> [TASK ITEM]
Skip the images and return the records below exactly.

[Data records]
..........

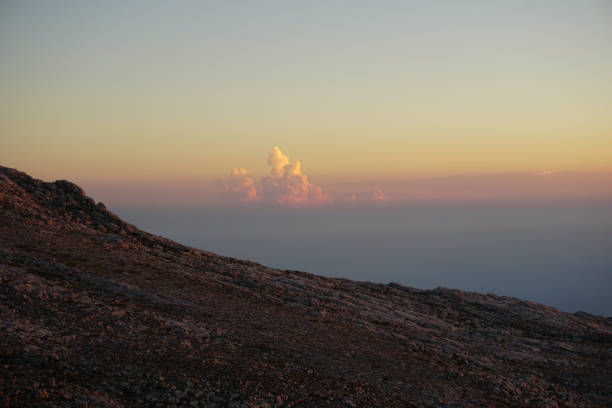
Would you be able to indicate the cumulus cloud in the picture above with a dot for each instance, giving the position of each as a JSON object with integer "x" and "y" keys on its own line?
{"x": 239, "y": 186}
{"x": 376, "y": 196}
{"x": 288, "y": 185}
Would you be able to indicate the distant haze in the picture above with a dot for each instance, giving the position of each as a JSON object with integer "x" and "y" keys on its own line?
{"x": 553, "y": 253}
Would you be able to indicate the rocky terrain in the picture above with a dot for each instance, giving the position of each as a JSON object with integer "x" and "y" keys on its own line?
{"x": 96, "y": 313}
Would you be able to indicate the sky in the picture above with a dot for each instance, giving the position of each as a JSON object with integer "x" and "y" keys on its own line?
{"x": 368, "y": 101}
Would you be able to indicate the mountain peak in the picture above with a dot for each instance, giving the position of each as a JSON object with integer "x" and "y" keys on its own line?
{"x": 95, "y": 310}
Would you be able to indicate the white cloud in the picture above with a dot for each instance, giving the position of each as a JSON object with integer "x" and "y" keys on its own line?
{"x": 287, "y": 185}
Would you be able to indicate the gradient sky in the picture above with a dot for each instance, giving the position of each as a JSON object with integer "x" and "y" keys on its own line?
{"x": 172, "y": 92}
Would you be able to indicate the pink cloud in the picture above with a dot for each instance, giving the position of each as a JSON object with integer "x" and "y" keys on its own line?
{"x": 288, "y": 185}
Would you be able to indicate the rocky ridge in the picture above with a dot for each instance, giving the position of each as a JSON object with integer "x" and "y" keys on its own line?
{"x": 95, "y": 312}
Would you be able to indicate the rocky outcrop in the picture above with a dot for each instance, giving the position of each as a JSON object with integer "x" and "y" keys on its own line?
{"x": 94, "y": 312}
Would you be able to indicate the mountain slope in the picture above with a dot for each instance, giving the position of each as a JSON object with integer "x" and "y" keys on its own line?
{"x": 95, "y": 312}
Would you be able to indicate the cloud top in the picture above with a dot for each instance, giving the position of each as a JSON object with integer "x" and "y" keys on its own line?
{"x": 288, "y": 185}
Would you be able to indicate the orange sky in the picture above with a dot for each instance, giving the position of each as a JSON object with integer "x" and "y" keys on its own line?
{"x": 124, "y": 94}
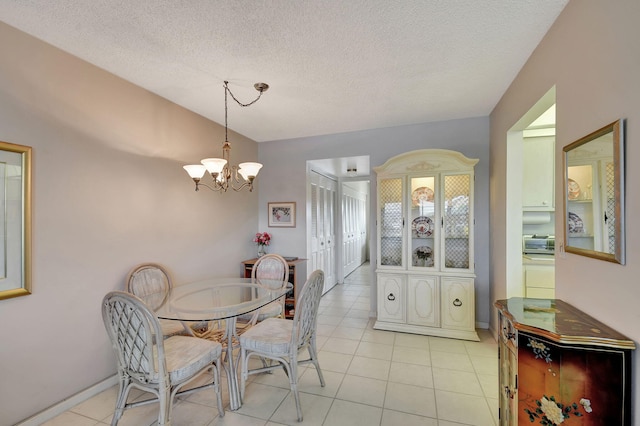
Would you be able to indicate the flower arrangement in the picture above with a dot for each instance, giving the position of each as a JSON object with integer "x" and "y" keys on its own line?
{"x": 262, "y": 238}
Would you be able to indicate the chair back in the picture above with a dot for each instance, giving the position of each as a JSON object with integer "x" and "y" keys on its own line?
{"x": 306, "y": 315}
{"x": 269, "y": 270}
{"x": 131, "y": 326}
{"x": 147, "y": 279}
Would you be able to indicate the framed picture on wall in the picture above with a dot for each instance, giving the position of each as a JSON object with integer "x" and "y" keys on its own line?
{"x": 282, "y": 214}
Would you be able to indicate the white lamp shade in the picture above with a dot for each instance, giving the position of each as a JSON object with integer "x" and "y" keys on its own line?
{"x": 249, "y": 169}
{"x": 214, "y": 165}
{"x": 196, "y": 171}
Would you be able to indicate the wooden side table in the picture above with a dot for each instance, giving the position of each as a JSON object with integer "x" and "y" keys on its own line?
{"x": 557, "y": 362}
{"x": 297, "y": 271}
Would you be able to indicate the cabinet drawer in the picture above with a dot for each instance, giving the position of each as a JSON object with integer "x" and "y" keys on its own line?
{"x": 540, "y": 293}
{"x": 508, "y": 334}
{"x": 540, "y": 276}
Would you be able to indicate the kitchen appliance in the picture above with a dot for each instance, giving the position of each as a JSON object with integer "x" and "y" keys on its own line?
{"x": 538, "y": 244}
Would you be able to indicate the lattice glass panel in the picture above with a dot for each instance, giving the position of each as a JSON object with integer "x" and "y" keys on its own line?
{"x": 611, "y": 206}
{"x": 391, "y": 221}
{"x": 456, "y": 221}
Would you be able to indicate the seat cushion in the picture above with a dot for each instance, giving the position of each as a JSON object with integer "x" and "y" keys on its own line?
{"x": 270, "y": 311}
{"x": 271, "y": 336}
{"x": 187, "y": 355}
{"x": 171, "y": 328}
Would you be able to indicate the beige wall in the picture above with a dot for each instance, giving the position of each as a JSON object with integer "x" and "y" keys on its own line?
{"x": 590, "y": 54}
{"x": 109, "y": 193}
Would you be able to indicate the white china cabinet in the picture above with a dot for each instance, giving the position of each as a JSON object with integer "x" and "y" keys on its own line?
{"x": 425, "y": 267}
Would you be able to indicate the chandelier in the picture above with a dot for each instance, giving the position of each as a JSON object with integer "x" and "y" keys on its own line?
{"x": 224, "y": 175}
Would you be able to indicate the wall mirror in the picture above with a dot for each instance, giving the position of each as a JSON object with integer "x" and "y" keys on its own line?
{"x": 594, "y": 194}
{"x": 15, "y": 220}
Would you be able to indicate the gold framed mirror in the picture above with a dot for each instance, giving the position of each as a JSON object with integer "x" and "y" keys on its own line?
{"x": 594, "y": 194}
{"x": 15, "y": 219}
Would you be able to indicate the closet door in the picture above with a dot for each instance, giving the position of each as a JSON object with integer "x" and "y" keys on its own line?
{"x": 323, "y": 202}
{"x": 353, "y": 229}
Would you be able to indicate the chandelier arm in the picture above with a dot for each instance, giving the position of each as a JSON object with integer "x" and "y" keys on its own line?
{"x": 226, "y": 86}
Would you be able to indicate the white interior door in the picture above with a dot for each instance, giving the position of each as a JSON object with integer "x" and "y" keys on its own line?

..........

> [RESULT FOR THIS EXERCISE]
Would you be able to indicate the cumulus cloud in the picture above with a dot for each instance, giving the position of each as a JSON object with integer "x" and "y" keys on its own line?
{"x": 239, "y": 186}
{"x": 376, "y": 196}
{"x": 288, "y": 185}
Would you be able to indicate the distant haze in the picture above with a dot for each instance, giving the position of each as a JSON object with integer "x" and "y" keys on its own line?
{"x": 553, "y": 253}
Would you be able to indicate the rocky terrain in the picture above with a dot for each instance, giving the position of each as a JSON object with integer "x" and "y" keys on its own line?
{"x": 96, "y": 313}
Would you be able to indicate the sky in the picture above with a dot for each instance, giving the position of each as a JSON object with integer "x" and "y" keys on its own line?
{"x": 368, "y": 101}
Would you be able to indicate the mountain peak in the picture above with a dot for each instance, giving the position of each as a JSON object with integer "x" and "y" keys on its own line?
{"x": 95, "y": 310}
Would you be able to indicate the white cloud in the picture above with a dot for each instance, giving the position of each as a JSON object with integer "x" and "y" keys on its own line?
{"x": 287, "y": 185}
Would you be able to indicate the gradient sky in the picture above with a dot for each instance, giving the position of each as a JSON object with integer "x" and "y" keys on its own line?
{"x": 172, "y": 92}
Would you be able to indicate the pink cloud in the picture above with a dot for each instance, giving the position of each as a JSON object with integer "x" and "y" keys on its own line?
{"x": 288, "y": 185}
Would you be able to indicate the rocky ridge in the picture above with a dot for each instance, giving the position of each as a JSON object with integer "x" and "y" keys on its own line?
{"x": 95, "y": 312}
Would you be able to indicate the rocky outcrop in the picture above with a dot for each instance, giving the position of each as a JSON object with integer "x" and "y" keys on its own line?
{"x": 94, "y": 312}
Would you be able to indicate the mountain slope in the picture above with a dot for each instance, giving the position of each as a JSON object with integer "x" and "y" keys on its own line?
{"x": 95, "y": 312}
Would you be able to indicate the cloud top in the picture above with a dot for each instance, giving the position of each as a JSON object with integer "x" and "y" keys on its own line?
{"x": 288, "y": 185}
Would you be able to indicate the orange sky in the picture above with a dot for each instance, giving the position of each as a JSON object with integer "x" and "y" keys on its own line?
{"x": 124, "y": 94}
Would you be able to indicate the flower arrangement in the picture above with a dot for each instance, giving the position of each as a JSON object with integer "x" and "y" keys on its own line?
{"x": 262, "y": 238}
Would you be able to indicate the chair back in the picture above with a dot for each instance, giving the position of each as a JSON object with integer "x" and "y" keys on its own line?
{"x": 306, "y": 315}
{"x": 269, "y": 270}
{"x": 131, "y": 326}
{"x": 147, "y": 279}
Would you be able to indicate the framed picture on wall in the picture above with a dot for each instance, giving the position of each as a JSON object with integer "x" and "y" keys on its own line?
{"x": 282, "y": 214}
Would you be able to indicate the white lamp shade in the picture above with a dot for each instance, giving the position of each as a JSON object with integer "x" and "y" keys on its own line?
{"x": 249, "y": 169}
{"x": 214, "y": 165}
{"x": 196, "y": 171}
Would you be able to indicate the wooden side table in the picture above with a dot for each instance, giving the position of each as a JSON object with integer "x" and "y" keys on its own line?
{"x": 557, "y": 362}
{"x": 297, "y": 271}
Would you be able to indicate the cabinet drawer in the picture above with a dot for each instance, giving the position of each as a JSON object with integer "x" and "y" keys on its own line?
{"x": 540, "y": 293}
{"x": 508, "y": 334}
{"x": 540, "y": 276}
Would you be able to indicate the kitchen appliance in the picture above with a dot for each instance, giving the position of each as a JSON object with integer "x" and "y" keys on its own line?
{"x": 538, "y": 244}
Would you be able to indicate the lattice glass panel in the picture above with a dot for each instance, giving the position of each as a JSON object with integer "x" and "y" keys on its own line?
{"x": 611, "y": 206}
{"x": 391, "y": 221}
{"x": 456, "y": 221}
Would you be able to indicate the seat cushion in the picture above with a dot for each instance, giving the position of each as a JSON object with integer "x" and "y" keys on its own line?
{"x": 270, "y": 311}
{"x": 271, "y": 336}
{"x": 187, "y": 355}
{"x": 171, "y": 328}
Would you be able to indicate the beige wall in the picture above with a dot for each instance, giving the position of each as a JSON object with integer "x" and "y" keys on its own line?
{"x": 590, "y": 54}
{"x": 109, "y": 193}
Would you be able to indicate the white china cabinet in the picture above with a dot for each instance, giving the position of each as a JSON object with integer "x" and "y" keys on its own line?
{"x": 425, "y": 267}
Would you be able to indicate the chandelier in the picture above with a dot for each instance, giving the position of each as a JSON object with integer "x" and "y" keys on its own line?
{"x": 224, "y": 175}
Would you be able to indicate the wall mirror in the picture above with a dot for each instance, giving the position of each as a JSON object with integer "x" and "y" keys on its own line?
{"x": 594, "y": 194}
{"x": 15, "y": 220}
Would you be able to indicate the gold framed mirror in the picture above with a dot for each instance, giving the position of each as a JSON object with integer "x" and "y" keys on its own line?
{"x": 594, "y": 194}
{"x": 15, "y": 219}
Would you be able to indicate the closet door in the picture above with a dot for each instance, giving the position of each as a JSON object with integer "x" and "y" keys on its own line?
{"x": 323, "y": 202}
{"x": 353, "y": 229}
Would you be able to indicate the chandelier arm in the picture above with a dot for each instance, giving the position of each as a JSON object with integer "x" and "y" keys on its own line?
{"x": 226, "y": 86}
Would you be able to indicate the white interior door in the picture above with a dot for each instance, giving the position of each as a JSON object with integer "x" and "y" keys on its own line?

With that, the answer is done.